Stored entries

• • •

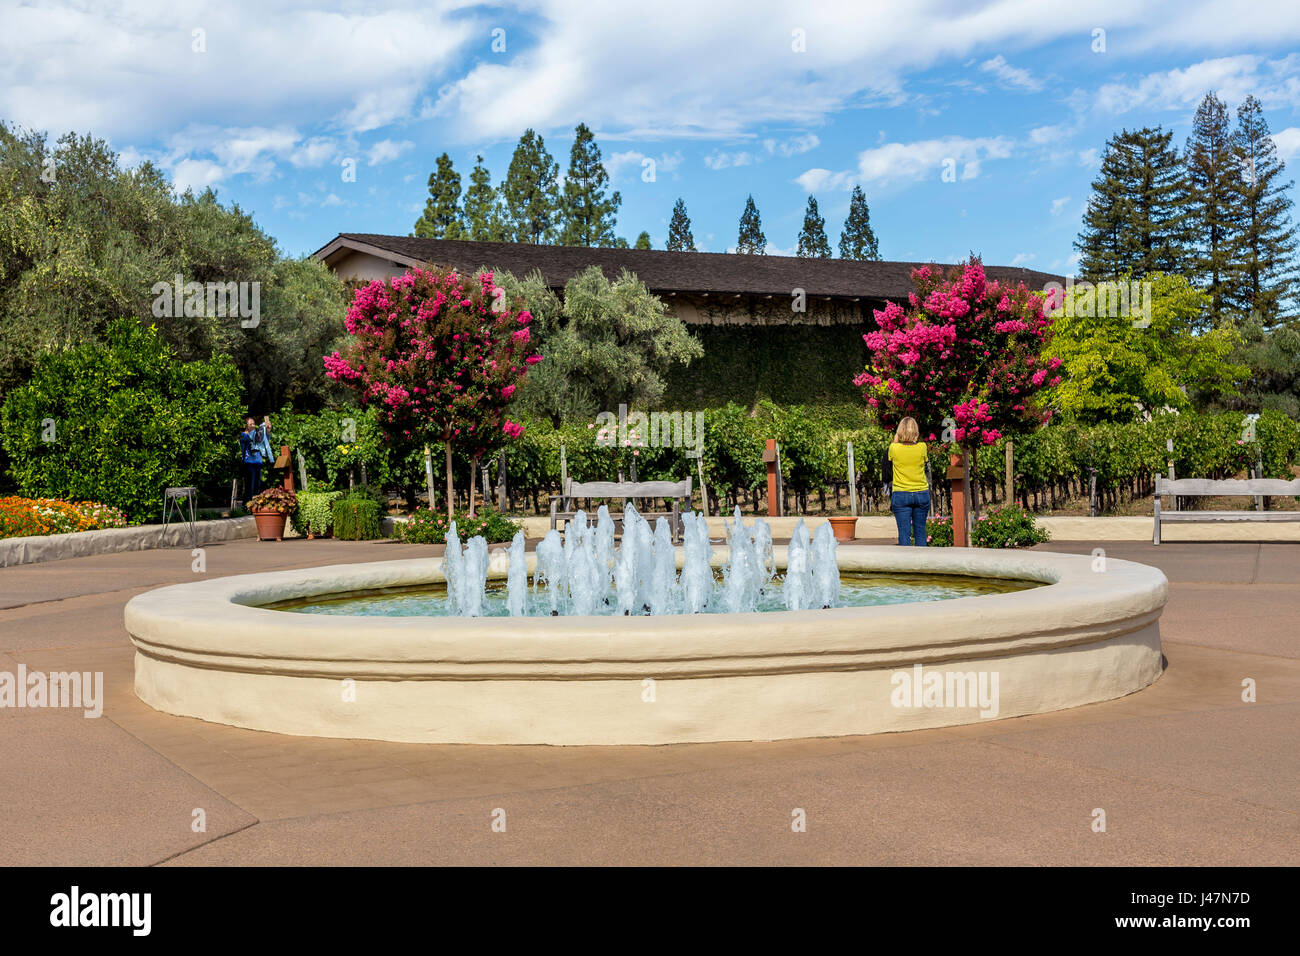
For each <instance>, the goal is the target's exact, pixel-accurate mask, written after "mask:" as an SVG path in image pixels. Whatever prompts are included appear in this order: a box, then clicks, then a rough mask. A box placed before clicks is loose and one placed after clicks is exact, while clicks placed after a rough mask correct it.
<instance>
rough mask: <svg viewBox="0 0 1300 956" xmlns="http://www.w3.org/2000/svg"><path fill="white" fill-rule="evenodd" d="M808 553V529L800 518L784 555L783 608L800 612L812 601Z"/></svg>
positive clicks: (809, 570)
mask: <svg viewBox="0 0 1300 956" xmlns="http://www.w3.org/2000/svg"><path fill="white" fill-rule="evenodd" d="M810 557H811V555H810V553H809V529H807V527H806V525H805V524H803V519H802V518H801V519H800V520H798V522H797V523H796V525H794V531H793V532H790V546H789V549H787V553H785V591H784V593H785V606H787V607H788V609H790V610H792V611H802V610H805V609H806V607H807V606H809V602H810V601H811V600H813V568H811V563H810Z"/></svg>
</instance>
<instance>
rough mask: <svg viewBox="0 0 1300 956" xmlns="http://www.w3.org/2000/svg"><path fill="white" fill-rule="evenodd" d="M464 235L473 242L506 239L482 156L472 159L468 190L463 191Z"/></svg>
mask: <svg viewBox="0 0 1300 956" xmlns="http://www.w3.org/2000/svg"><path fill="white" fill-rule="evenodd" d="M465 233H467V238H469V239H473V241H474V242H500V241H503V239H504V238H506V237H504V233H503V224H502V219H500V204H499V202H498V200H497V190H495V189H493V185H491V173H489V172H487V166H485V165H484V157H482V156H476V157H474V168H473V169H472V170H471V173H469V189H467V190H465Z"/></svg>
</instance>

• • •

§ WHAT YOU WILL DO: From the line that contains "positive clicks: (809, 570)" down to the final line of the entries, print every line exactly as it is, and only those lines.

§ PROBLEM SOLUTION:
positive clicks: (809, 570)
mask: <svg viewBox="0 0 1300 956" xmlns="http://www.w3.org/2000/svg"><path fill="white" fill-rule="evenodd" d="M810 557H811V555H810V553H809V529H807V527H806V525H805V524H803V519H802V518H801V519H800V520H798V522H797V523H796V525H794V531H793V532H790V546H789V549H787V553H785V591H784V593H785V606H787V607H788V609H790V610H792V611H802V610H805V609H806V607H807V606H809V602H810V601H811V600H813V568H811V563H810Z"/></svg>
</instance>
<instance>
rough mask: <svg viewBox="0 0 1300 956" xmlns="http://www.w3.org/2000/svg"><path fill="white" fill-rule="evenodd" d="M464 235L473 242L506 239L482 156L472 159L468 190L463 191Z"/></svg>
mask: <svg viewBox="0 0 1300 956" xmlns="http://www.w3.org/2000/svg"><path fill="white" fill-rule="evenodd" d="M465 233H467V238H469V239H473V241H474V242H500V241H503V239H504V238H506V237H504V233H503V224H502V219H500V204H499V202H498V200H497V190H495V189H493V185H491V173H489V172H487V166H485V165H484V157H482V156H476V157H474V168H473V169H472V170H471V173H469V189H467V190H465Z"/></svg>
</instance>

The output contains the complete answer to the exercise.